# start of PROVIDED ENTRIES

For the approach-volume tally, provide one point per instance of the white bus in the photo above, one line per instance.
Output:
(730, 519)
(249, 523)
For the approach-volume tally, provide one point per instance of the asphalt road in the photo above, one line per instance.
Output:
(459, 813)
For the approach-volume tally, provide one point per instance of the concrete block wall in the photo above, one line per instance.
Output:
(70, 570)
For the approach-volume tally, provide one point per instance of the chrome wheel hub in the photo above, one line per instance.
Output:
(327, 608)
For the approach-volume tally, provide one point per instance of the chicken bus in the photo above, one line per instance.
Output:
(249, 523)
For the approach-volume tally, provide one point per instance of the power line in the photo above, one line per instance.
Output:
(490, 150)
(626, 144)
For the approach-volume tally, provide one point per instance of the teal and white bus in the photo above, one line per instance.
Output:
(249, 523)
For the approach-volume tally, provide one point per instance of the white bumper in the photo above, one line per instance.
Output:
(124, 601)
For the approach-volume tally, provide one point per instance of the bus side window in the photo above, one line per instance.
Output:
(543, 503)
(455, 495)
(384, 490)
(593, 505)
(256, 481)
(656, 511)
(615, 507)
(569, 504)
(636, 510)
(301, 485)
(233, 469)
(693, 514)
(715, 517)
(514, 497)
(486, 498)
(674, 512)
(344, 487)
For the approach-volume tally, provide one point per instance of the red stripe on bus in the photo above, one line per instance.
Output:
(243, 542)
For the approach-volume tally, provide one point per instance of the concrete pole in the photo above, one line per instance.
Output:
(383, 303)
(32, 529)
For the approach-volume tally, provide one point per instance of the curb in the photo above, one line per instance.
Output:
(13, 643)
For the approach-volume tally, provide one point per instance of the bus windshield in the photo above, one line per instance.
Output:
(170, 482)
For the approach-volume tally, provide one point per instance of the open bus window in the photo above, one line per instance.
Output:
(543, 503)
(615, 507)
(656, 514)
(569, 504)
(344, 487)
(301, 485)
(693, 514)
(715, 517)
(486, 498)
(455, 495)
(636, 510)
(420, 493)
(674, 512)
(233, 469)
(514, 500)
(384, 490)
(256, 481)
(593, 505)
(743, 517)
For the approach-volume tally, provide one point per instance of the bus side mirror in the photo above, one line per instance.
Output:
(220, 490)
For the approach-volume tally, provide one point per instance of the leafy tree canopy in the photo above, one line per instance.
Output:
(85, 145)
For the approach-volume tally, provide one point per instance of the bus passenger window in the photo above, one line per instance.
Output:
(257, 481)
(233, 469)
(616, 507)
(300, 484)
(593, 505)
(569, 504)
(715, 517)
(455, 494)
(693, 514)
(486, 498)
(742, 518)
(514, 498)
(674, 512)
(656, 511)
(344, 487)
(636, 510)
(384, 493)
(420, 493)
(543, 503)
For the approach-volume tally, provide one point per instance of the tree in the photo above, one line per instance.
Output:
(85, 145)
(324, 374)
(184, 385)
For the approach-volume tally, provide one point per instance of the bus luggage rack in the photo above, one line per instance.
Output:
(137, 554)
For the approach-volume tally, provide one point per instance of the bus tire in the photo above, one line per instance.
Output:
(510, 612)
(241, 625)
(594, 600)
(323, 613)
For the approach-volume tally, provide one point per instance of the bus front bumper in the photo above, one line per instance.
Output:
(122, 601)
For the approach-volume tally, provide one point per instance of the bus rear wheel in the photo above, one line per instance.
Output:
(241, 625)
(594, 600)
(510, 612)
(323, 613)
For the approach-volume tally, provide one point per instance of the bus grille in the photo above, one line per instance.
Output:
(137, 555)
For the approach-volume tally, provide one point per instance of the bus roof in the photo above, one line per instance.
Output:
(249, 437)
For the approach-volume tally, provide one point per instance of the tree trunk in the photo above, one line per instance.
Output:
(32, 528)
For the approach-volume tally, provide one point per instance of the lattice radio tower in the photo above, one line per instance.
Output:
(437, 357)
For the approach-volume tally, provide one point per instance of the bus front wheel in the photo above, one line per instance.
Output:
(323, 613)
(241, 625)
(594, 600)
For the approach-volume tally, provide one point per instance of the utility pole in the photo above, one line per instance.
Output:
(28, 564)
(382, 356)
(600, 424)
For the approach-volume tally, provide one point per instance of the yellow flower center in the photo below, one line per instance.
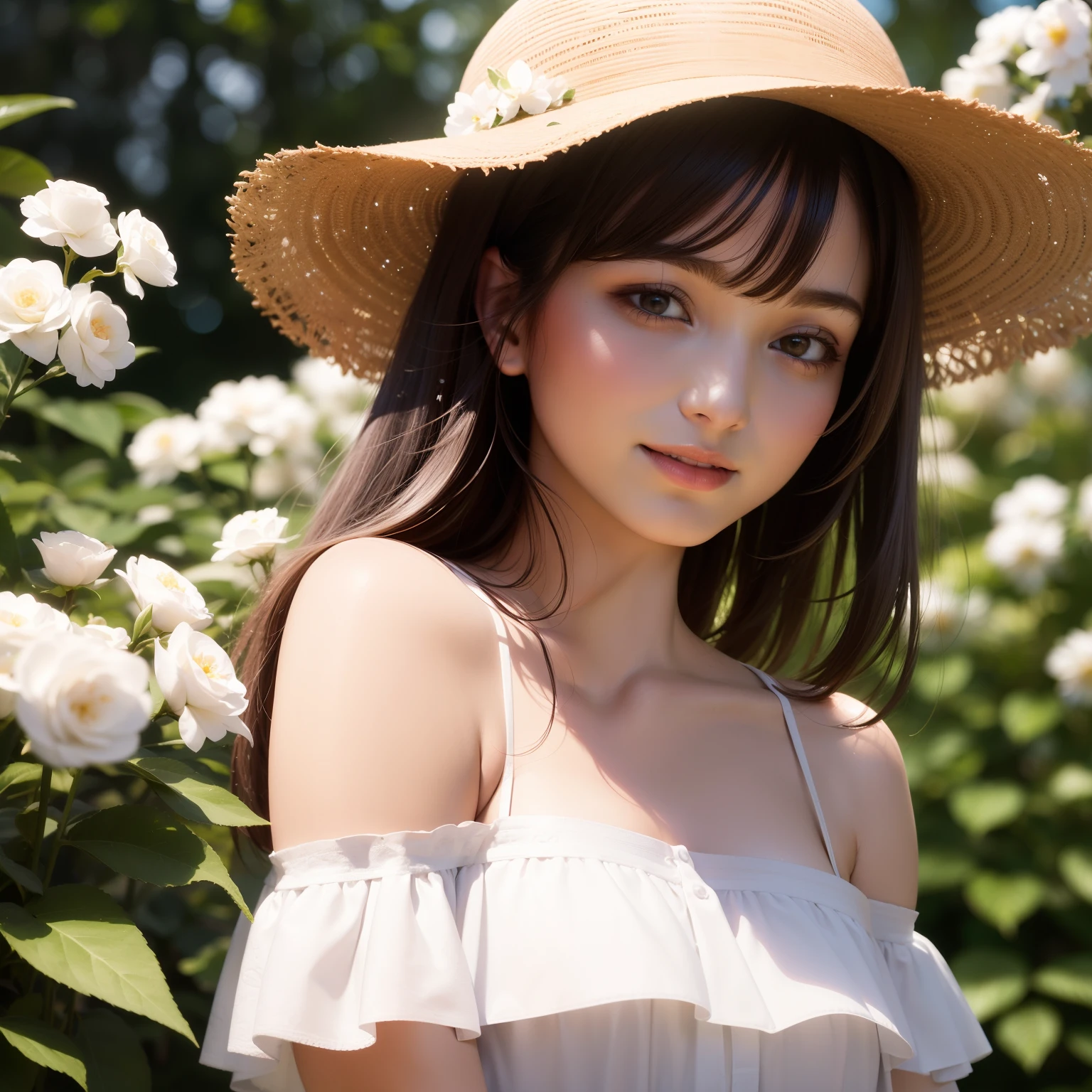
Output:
(1059, 34)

# end of PROVIDED ENTRIES

- DIRECTIVE: Retype the items from the line containing "of the utility" through the end of the items, keeping every line identical and leaving out the picture.

- RESPONSE TO THE EXERCISE:
For the approach-volume tally, provide one point per instance of the utility pole in the photo above, one line per instance.
Output:
(28, 564)
(382, 356)
(600, 424)
For the approach-volume tally, provide one point per instance of the yellow flower center in the photo below, one line per instance.
Output:
(1059, 34)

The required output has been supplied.